• **Task prompt**
From the line that includes "the gull's gray" to the last line of the records, inclusive, repeat each line exactly.
-- Task inputs start --
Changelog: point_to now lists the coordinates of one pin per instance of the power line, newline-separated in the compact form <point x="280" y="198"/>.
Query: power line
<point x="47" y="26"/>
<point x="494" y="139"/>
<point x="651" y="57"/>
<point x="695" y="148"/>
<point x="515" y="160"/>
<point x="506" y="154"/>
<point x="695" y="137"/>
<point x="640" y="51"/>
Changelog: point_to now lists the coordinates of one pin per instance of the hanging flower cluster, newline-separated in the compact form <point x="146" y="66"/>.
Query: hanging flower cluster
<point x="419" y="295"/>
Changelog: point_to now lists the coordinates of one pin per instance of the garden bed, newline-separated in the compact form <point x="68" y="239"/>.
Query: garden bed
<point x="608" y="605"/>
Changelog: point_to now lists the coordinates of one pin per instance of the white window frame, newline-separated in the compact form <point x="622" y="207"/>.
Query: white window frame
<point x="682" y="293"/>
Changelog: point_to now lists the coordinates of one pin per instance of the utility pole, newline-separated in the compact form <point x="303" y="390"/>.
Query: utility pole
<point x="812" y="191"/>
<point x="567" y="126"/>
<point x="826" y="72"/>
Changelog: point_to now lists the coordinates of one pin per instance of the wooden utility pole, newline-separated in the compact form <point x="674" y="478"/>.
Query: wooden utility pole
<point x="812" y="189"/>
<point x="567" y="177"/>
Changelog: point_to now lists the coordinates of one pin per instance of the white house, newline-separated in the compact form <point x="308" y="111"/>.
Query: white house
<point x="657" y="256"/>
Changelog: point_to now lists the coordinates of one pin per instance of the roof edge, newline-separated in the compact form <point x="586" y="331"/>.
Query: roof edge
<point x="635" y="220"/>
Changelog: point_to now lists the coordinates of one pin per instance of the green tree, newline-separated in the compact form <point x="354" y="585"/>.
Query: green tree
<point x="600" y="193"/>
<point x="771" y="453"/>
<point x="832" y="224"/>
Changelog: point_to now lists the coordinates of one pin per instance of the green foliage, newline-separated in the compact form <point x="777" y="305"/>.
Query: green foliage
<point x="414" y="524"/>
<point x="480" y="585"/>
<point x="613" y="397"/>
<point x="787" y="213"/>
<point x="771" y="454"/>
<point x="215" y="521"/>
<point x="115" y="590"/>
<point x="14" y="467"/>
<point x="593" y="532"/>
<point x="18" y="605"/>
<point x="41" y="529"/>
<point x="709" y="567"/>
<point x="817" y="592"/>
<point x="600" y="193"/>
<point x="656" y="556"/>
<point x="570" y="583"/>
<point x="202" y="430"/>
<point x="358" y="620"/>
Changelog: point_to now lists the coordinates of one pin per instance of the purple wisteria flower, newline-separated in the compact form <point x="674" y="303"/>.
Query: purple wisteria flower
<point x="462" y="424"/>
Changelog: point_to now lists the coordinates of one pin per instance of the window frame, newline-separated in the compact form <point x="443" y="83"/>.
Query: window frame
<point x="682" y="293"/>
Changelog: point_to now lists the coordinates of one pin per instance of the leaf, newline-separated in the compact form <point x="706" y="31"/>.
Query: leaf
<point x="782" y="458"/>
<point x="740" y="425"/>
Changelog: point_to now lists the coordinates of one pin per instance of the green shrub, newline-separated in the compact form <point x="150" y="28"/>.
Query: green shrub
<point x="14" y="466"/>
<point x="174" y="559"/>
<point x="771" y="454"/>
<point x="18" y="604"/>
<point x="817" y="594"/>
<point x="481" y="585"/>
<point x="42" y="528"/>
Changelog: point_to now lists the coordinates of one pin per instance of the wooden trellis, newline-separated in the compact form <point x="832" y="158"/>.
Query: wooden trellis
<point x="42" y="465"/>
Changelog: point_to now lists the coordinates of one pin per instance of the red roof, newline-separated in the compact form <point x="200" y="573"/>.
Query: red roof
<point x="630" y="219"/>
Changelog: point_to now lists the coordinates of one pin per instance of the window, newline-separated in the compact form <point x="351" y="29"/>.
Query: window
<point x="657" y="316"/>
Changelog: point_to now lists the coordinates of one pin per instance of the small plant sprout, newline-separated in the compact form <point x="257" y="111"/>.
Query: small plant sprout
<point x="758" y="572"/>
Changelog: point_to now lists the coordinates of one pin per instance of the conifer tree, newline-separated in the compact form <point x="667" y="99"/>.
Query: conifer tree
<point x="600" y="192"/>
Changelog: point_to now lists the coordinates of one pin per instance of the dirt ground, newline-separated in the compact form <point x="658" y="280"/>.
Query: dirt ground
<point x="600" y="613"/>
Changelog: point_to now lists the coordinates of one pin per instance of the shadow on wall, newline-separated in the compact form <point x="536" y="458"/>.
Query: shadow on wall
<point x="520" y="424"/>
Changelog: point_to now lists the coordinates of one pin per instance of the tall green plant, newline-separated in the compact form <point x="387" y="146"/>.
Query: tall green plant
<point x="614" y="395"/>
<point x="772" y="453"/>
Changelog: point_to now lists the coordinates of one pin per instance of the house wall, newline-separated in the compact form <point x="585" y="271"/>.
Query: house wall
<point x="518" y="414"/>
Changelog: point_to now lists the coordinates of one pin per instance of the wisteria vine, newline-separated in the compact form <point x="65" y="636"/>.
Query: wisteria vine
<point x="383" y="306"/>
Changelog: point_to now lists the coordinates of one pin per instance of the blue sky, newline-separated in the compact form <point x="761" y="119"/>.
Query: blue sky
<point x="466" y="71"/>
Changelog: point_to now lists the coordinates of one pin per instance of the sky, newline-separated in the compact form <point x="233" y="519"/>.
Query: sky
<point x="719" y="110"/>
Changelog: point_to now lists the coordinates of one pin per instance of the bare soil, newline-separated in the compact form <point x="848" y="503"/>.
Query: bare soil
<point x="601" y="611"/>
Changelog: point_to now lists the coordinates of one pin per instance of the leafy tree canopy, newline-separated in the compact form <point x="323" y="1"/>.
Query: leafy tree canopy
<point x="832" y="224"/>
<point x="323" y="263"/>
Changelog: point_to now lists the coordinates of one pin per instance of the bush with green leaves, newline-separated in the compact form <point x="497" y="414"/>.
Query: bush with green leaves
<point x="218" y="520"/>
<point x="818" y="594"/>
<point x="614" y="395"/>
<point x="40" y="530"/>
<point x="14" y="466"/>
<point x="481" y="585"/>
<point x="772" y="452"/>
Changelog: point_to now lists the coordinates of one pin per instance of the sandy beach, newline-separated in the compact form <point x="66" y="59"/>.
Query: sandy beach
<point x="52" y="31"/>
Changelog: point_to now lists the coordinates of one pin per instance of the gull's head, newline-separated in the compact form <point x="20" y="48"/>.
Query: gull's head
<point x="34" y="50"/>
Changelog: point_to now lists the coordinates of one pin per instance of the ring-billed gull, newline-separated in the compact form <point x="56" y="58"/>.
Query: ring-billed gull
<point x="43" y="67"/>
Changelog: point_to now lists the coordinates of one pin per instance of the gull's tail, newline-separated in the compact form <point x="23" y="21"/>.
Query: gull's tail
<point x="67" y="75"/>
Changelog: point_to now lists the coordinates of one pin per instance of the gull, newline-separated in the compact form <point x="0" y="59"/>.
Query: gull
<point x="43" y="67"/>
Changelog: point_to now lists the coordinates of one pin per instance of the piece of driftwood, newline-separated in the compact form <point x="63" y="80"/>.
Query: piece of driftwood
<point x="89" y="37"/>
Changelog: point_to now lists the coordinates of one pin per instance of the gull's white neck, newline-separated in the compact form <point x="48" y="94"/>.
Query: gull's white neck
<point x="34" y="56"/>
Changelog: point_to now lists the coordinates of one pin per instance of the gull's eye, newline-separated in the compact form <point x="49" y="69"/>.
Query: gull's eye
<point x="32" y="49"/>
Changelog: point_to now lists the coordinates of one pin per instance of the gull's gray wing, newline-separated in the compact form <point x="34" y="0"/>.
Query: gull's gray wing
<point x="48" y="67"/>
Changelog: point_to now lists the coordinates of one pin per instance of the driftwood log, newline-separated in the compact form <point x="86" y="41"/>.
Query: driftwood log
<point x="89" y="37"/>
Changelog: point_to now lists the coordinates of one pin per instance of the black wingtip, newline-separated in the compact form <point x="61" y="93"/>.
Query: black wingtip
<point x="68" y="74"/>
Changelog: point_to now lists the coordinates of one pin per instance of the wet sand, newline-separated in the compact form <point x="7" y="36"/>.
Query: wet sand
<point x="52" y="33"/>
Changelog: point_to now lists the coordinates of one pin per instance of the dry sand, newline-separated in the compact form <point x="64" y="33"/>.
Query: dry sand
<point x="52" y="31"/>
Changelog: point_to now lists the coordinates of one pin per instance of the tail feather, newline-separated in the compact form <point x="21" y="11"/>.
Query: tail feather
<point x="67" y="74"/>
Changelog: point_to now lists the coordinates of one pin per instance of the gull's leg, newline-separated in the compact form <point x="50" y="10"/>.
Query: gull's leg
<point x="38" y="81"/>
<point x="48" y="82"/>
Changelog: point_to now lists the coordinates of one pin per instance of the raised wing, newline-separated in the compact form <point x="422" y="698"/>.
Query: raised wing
-- Task inputs end --
• **Task response**
Changelog: point_to now lists the coordinates of one pin per instance of the gull's gray wing, newline-separated in the compact form <point x="34" y="0"/>.
Query: gull's gray wing
<point x="48" y="67"/>
Changelog: point_to now lists the coordinates of one pin per instance of the driftwood log, newline-separated in the compact form <point x="86" y="41"/>.
Query: driftwood log
<point x="89" y="37"/>
Changelog: point_to now lists the coordinates of one pin per instance of the black wingtip, newline-separated in the compact form <point x="61" y="93"/>.
Query: black wingtip
<point x="68" y="74"/>
Changelog: point_to now lists the coordinates of one pin per instance of the wet sand, newline-separated in the compact form <point x="7" y="36"/>.
Query: wet sand
<point x="52" y="33"/>
Changelog: point_to now lists the coordinates of one pin per instance of the dry sand, newline-separated in the compact form <point x="64" y="33"/>.
Query: dry sand
<point x="52" y="31"/>
Changelog: point_to now lists the coordinates of one pin per instance of the tail feather, newline-separated in the compact form <point x="21" y="11"/>.
Query: tail feather
<point x="67" y="74"/>
Changelog: point_to now lists the coordinates of one pin per instance of the gull's leg, newline-separated in the compact form <point x="50" y="10"/>.
Query: gull's leg
<point x="38" y="81"/>
<point x="48" y="82"/>
Changelog: point_to now lists the coordinates of one pin per instance of the raised wing, newline-separated in the compact form <point x="422" y="698"/>.
Query: raised wing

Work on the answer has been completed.